— THE TASK —
Turn the data from the line containing "find wood plank ceiling" down to the line containing "top-left (0, 274), bottom-right (22, 307)", both included, into a JSON list of strings with one string per line and blank lines skipped.

>> BEGIN ENTRIES

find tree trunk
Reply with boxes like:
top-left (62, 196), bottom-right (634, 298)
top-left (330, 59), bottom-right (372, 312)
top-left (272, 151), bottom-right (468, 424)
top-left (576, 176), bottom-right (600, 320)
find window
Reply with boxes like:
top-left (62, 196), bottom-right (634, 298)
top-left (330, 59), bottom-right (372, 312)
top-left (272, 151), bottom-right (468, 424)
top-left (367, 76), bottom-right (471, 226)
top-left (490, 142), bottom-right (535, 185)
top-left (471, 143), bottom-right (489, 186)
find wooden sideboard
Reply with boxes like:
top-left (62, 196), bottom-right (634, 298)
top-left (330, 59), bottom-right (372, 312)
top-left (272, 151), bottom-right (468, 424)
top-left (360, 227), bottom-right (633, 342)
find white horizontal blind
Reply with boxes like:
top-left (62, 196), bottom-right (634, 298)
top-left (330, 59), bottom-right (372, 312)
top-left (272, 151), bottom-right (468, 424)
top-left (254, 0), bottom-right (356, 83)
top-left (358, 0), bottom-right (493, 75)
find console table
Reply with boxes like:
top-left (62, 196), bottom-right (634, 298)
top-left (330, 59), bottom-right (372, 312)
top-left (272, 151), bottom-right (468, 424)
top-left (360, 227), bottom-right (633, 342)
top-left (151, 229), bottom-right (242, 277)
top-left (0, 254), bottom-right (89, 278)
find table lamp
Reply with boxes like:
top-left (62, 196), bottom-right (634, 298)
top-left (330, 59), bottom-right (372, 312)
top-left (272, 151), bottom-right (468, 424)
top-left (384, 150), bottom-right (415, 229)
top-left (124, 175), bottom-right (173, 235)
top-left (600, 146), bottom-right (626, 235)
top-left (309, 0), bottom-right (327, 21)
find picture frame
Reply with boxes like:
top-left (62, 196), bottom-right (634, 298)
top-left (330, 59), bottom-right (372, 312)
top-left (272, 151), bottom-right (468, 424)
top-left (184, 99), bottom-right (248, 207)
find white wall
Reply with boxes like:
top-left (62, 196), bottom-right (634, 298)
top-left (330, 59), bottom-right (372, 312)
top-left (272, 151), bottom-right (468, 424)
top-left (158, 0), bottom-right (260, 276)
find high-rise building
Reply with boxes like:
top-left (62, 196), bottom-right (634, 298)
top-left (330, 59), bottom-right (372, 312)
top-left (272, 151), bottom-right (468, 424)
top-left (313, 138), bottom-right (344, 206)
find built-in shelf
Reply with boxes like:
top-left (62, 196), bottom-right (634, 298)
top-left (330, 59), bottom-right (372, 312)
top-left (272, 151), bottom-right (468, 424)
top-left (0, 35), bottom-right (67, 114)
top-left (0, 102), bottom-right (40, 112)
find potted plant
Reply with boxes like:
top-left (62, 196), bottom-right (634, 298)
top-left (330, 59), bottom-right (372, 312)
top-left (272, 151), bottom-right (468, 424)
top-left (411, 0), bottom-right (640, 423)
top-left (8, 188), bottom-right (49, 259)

>> END ENTRIES
>> BEGIN ENTRIES

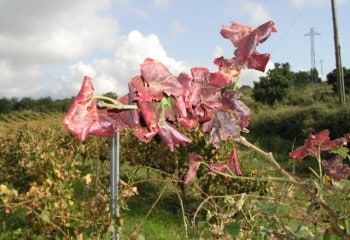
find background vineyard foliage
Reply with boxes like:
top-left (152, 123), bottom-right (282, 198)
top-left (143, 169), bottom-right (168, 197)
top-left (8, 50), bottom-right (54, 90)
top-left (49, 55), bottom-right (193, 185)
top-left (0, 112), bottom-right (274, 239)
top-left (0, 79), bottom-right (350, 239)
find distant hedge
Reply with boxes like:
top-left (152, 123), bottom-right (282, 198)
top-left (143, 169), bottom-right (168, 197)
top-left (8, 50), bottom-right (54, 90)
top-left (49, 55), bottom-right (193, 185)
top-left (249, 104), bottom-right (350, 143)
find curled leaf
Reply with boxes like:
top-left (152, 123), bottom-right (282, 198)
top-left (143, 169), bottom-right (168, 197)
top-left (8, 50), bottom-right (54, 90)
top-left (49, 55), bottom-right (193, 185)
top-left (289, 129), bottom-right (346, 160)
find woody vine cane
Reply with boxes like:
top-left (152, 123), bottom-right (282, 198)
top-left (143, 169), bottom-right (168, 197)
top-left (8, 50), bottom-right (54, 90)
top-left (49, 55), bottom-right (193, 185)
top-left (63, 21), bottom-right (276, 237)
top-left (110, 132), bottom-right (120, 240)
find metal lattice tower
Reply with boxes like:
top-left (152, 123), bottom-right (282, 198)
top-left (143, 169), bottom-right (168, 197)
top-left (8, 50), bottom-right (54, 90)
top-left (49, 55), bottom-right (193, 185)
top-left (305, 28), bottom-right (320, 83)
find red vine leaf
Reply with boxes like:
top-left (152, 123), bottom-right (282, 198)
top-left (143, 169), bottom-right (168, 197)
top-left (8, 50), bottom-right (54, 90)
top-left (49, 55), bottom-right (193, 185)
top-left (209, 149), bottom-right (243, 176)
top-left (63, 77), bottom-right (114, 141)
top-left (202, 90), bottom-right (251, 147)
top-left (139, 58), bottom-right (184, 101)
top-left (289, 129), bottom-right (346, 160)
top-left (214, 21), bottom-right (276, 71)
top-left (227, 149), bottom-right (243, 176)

>> END ENTRIES
>> BEGIN ENTRIES

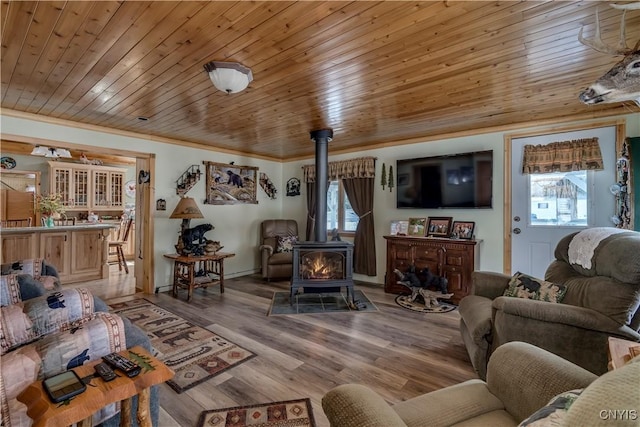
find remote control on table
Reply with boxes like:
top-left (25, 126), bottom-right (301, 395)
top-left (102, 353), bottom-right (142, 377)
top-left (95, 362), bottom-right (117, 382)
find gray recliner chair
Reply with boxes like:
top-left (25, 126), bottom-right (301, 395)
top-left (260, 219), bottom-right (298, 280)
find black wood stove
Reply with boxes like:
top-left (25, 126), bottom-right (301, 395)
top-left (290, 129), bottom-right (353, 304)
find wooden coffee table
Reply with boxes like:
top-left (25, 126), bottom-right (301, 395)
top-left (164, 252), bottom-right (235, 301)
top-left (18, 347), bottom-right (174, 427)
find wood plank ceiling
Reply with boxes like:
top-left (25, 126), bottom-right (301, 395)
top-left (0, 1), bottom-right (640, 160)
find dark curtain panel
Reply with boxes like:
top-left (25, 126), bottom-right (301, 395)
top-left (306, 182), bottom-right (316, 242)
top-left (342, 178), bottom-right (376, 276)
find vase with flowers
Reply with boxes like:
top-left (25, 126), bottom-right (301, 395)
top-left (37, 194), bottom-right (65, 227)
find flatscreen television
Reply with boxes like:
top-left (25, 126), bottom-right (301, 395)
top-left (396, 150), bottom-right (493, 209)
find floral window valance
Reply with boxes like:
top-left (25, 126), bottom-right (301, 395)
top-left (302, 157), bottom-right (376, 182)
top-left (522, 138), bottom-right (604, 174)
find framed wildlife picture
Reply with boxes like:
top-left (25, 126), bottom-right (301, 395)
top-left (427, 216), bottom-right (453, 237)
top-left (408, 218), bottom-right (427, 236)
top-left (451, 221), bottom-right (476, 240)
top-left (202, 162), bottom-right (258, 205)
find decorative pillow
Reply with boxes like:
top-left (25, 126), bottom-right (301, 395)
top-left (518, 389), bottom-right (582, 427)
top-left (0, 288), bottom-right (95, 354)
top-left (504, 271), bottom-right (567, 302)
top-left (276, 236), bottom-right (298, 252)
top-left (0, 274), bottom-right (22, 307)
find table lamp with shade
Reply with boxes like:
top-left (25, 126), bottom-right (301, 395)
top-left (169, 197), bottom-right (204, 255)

>> END ENTRIES

— RESULT OF THIS EXERCISE —
[
  "find wood plank ceiling",
  "Reply with boxes like:",
  "top-left (25, 126), bottom-right (301, 395)",
  "top-left (0, 1), bottom-right (640, 160)",
  "find dark curtain panel",
  "Reply with boxes like:",
  "top-left (25, 126), bottom-right (301, 395)",
  "top-left (306, 182), bottom-right (316, 242)",
  "top-left (342, 178), bottom-right (376, 276)",
  "find vase with flowers",
  "Reply with boxes like:",
  "top-left (25, 126), bottom-right (301, 395)",
  "top-left (37, 194), bottom-right (65, 227)",
  "find flatscreen television",
  "Reply with boxes like:",
  "top-left (25, 126), bottom-right (301, 395)",
  "top-left (396, 150), bottom-right (493, 209)",
  "find floral window valance",
  "Reply with boxes like:",
  "top-left (25, 126), bottom-right (301, 395)",
  "top-left (302, 157), bottom-right (376, 182)",
  "top-left (522, 138), bottom-right (604, 174)",
  "find framed wildlife picture",
  "Reply with boxes like:",
  "top-left (25, 126), bottom-right (301, 395)",
  "top-left (427, 216), bottom-right (453, 237)",
  "top-left (408, 218), bottom-right (427, 236)",
  "top-left (451, 221), bottom-right (476, 240)",
  "top-left (202, 162), bottom-right (258, 205)",
  "find decorative pillow",
  "Reply with boxes like:",
  "top-left (25, 126), bottom-right (301, 395)",
  "top-left (518, 389), bottom-right (582, 427)",
  "top-left (0, 288), bottom-right (95, 354)",
  "top-left (504, 271), bottom-right (567, 302)",
  "top-left (276, 236), bottom-right (298, 252)",
  "top-left (0, 274), bottom-right (22, 307)"
]